** Document text **
= Beginning of Section =

Knowing that red wine was the biggest culprit of alcohol headaches - not hangovers due to excessive drinking, but with red wine a single glass could trigger the same effect - researchers looked to the grape skins. Because, as we (should) know, maceration aka soaking the juice on the skins is the only difference between red and white wines.
They soon found what they were looking for: grape skins contain an abundance of a flavanol called "quercetin", which our bodies turn into “quercetin-3-glucuronide”, and this mother fucker inhibits the activation of ALDH, thus allowing alcohol to be transformed into the toxic acetaldehyde, but not the non-toxic acetate! What the fuck, body!?!
In some people, it's possible that quercetin might inhibit their processing to the point that hangover results are achieved with only a single glass of red wine.
Why Do Only Some People Suffer From This?
Yeah, we don't know.
That's one of the key findings they hope to test for in the human trials scheduled for 2025. (Once again, you can donate to them at that link!)
What we do know, is that even outside of quercetin considerations, some people have a faulty ALDH gene (the ALDH*2 instead of the ALDH*1), a mutation that doesn't process ethanol the way those with ALDH*1 do. This affects 40% of East Asians including Han Chinese, Japanese and Koreans, hence the stereotype of the Asian who gets drunk far too easily and remains affected by booze for far too long.
Possibly, some of us have functioning ALDH enzymes up to a point, but then toss some quercetin into the mix, and we’re as good as an ALDH*2 carrier. Comparing this to being lactose intolerant might be helpful - "lactose intolerant" describes a wide range of actual intolerance. Some are affected slightly, some horribly. Lactaid can give relief to some, much less relief to others due to how extreme their intolerance (and lack of the necessary enzyme) actually is.

= End of Section =

Stored data entries:
= Beginning of Section =

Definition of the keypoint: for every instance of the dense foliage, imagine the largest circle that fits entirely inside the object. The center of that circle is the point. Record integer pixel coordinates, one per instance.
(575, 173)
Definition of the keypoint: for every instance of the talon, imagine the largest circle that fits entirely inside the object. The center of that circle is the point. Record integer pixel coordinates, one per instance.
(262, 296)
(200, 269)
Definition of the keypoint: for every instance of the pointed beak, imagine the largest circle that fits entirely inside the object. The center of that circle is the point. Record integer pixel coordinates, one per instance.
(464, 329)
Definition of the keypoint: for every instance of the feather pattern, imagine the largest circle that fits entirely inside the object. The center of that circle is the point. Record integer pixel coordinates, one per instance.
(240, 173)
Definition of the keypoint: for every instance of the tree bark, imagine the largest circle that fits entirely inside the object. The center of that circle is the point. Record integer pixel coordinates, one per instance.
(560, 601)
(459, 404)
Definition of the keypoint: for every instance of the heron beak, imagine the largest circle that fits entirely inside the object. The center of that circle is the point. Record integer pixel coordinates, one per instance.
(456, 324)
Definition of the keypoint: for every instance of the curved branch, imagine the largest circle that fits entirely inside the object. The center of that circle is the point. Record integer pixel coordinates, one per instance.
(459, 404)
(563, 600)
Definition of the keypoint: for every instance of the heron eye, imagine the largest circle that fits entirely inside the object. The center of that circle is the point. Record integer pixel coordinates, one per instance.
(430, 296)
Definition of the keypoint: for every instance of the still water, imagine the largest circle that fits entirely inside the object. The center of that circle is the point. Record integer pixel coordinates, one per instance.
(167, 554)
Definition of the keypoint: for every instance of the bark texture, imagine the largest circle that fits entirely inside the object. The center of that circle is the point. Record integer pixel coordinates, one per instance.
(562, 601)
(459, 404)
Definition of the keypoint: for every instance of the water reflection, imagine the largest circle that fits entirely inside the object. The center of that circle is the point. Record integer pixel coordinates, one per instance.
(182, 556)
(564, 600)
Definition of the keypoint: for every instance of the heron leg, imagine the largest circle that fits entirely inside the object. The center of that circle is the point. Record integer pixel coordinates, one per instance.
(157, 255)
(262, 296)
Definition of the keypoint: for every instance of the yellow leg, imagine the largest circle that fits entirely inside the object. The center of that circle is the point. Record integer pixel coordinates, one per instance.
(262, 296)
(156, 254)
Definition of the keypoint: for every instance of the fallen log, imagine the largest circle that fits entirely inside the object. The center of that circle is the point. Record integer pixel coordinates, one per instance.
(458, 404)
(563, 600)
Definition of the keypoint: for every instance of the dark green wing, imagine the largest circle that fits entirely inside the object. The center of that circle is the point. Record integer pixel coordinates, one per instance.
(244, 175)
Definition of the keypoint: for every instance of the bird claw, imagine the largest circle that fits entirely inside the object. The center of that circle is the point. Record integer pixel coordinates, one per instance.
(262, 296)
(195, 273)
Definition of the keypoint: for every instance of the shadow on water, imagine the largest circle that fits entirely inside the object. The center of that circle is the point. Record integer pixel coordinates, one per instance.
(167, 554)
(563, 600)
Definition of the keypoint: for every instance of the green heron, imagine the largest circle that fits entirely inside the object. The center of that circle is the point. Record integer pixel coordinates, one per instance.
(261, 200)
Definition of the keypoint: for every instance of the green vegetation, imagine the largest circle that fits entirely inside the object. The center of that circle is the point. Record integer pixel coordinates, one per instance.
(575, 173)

= End of Section =

** What you need to do **
1: Print the passage on red wine headaches starting with "They soon found" and going on through "the fuck, body!?!".
2: Name every East Asian group that the passage on red wine headaches lists as affected by the faulty ALDH gene.
The records are separate material and are not part of the passage on red wine headaches.

** Answers given **
1:
They soon found what they were looking for: grape skins contain an abundance of a flavanol called "quercetin", which our bodies turn into “quercetin-3-glucuronide”, and this mother fucker inhibits the activation of ALDH, thus allowing alcohol to be transformed into the toxic acetaldehyde, but not the non-toxic acetate! What the fuck, body!?!

2: Han Chinese, Japanese, Koreans